#### Exercise goal
Which lines in the entries below contain the string "trailer"? Show every such line in full, and treat uppercase and lowercase as different.
*** Data section
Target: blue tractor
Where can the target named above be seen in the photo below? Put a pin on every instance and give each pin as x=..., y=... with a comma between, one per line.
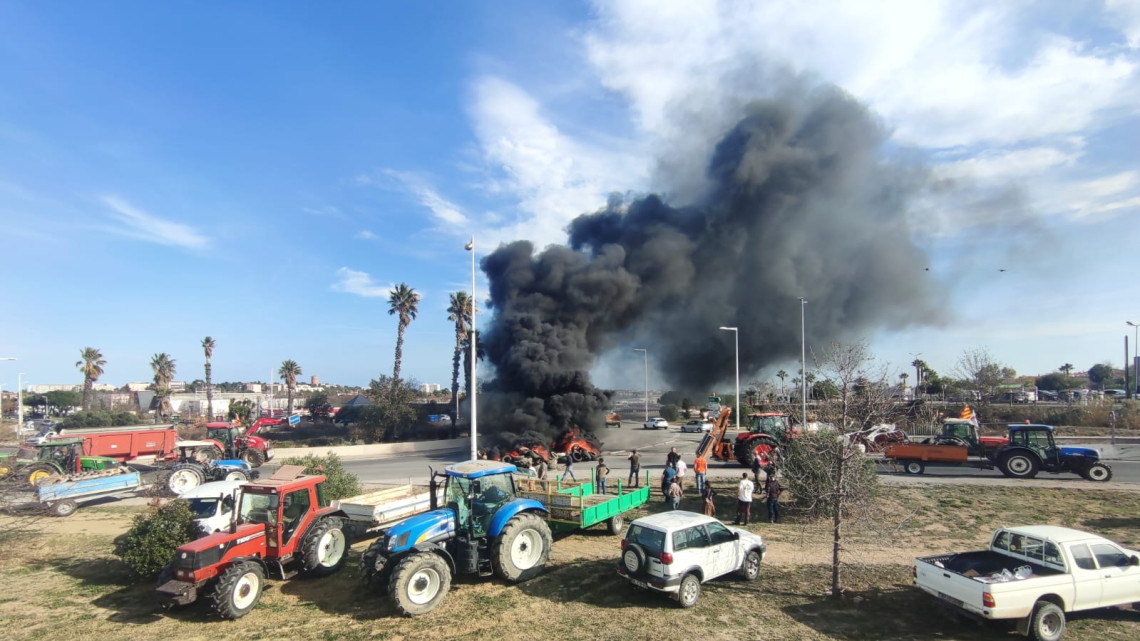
x=482, y=529
x=1033, y=449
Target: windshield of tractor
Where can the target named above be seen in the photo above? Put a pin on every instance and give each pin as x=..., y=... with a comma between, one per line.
x=259, y=508
x=203, y=508
x=774, y=426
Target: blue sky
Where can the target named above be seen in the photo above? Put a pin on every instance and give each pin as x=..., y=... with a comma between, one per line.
x=263, y=172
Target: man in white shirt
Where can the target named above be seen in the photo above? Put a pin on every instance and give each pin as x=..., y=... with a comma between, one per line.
x=743, y=501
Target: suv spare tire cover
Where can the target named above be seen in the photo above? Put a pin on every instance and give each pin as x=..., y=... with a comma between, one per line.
x=634, y=558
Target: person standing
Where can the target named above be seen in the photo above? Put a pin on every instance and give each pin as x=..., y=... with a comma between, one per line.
x=743, y=501
x=568, y=471
x=600, y=473
x=700, y=469
x=708, y=494
x=773, y=489
x=674, y=494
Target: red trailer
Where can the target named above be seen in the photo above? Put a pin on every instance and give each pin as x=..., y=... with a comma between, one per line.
x=128, y=444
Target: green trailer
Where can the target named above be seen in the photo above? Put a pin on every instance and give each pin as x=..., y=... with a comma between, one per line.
x=576, y=505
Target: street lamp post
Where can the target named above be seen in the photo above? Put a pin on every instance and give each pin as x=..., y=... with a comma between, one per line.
x=803, y=362
x=1136, y=367
x=645, y=353
x=474, y=383
x=735, y=332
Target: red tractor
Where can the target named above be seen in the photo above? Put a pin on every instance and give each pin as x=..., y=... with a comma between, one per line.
x=231, y=441
x=766, y=433
x=284, y=526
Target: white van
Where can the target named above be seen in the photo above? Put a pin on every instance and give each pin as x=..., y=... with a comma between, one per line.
x=212, y=504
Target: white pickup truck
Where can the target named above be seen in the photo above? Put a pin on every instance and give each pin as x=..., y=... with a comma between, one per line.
x=1034, y=574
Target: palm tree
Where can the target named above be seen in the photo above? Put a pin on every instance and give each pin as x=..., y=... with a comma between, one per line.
x=91, y=365
x=458, y=313
x=163, y=367
x=404, y=301
x=208, y=346
x=288, y=373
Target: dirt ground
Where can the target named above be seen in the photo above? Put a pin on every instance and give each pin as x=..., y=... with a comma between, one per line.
x=63, y=581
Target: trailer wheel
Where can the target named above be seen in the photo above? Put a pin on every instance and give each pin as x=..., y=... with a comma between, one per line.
x=1099, y=472
x=324, y=548
x=750, y=569
x=420, y=583
x=238, y=590
x=1019, y=465
x=254, y=457
x=521, y=552
x=1047, y=622
x=615, y=524
x=64, y=508
x=690, y=591
x=185, y=478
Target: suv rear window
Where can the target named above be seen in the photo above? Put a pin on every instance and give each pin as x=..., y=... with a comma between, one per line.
x=652, y=541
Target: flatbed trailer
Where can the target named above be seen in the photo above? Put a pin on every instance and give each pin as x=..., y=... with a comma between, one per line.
x=576, y=505
x=372, y=512
x=63, y=497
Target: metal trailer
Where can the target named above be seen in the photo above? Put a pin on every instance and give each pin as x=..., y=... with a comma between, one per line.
x=62, y=498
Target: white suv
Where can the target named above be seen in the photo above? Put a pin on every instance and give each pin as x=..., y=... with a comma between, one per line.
x=677, y=551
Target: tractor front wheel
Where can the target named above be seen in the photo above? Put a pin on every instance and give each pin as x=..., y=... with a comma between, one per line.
x=521, y=552
x=324, y=548
x=238, y=590
x=1099, y=472
x=1019, y=465
x=420, y=583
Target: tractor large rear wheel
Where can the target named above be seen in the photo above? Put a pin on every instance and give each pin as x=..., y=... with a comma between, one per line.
x=37, y=473
x=185, y=478
x=238, y=590
x=521, y=552
x=325, y=546
x=420, y=583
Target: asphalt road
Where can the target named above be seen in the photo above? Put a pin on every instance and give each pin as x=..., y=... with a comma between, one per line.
x=653, y=445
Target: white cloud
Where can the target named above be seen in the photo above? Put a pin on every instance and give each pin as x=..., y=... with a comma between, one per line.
x=359, y=283
x=143, y=226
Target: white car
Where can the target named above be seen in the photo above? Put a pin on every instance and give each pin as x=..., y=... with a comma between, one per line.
x=212, y=504
x=697, y=427
x=675, y=552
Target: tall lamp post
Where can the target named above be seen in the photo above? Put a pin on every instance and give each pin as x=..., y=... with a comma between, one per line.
x=645, y=353
x=474, y=383
x=735, y=332
x=1136, y=368
x=803, y=360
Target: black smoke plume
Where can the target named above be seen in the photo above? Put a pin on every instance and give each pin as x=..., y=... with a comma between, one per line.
x=801, y=202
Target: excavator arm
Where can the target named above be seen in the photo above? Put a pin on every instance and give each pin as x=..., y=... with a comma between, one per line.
x=714, y=437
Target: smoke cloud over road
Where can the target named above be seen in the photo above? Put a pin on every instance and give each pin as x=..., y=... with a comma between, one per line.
x=801, y=203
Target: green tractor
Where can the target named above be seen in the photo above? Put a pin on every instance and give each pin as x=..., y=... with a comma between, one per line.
x=59, y=457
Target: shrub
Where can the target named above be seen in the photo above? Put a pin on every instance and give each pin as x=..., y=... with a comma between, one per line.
x=154, y=536
x=339, y=481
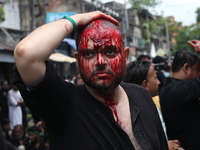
******
#### The completed task
Target: red trailer
Target: green trailer
Target: trailer wheel
Target: flatbed trailer
Target: metal trailer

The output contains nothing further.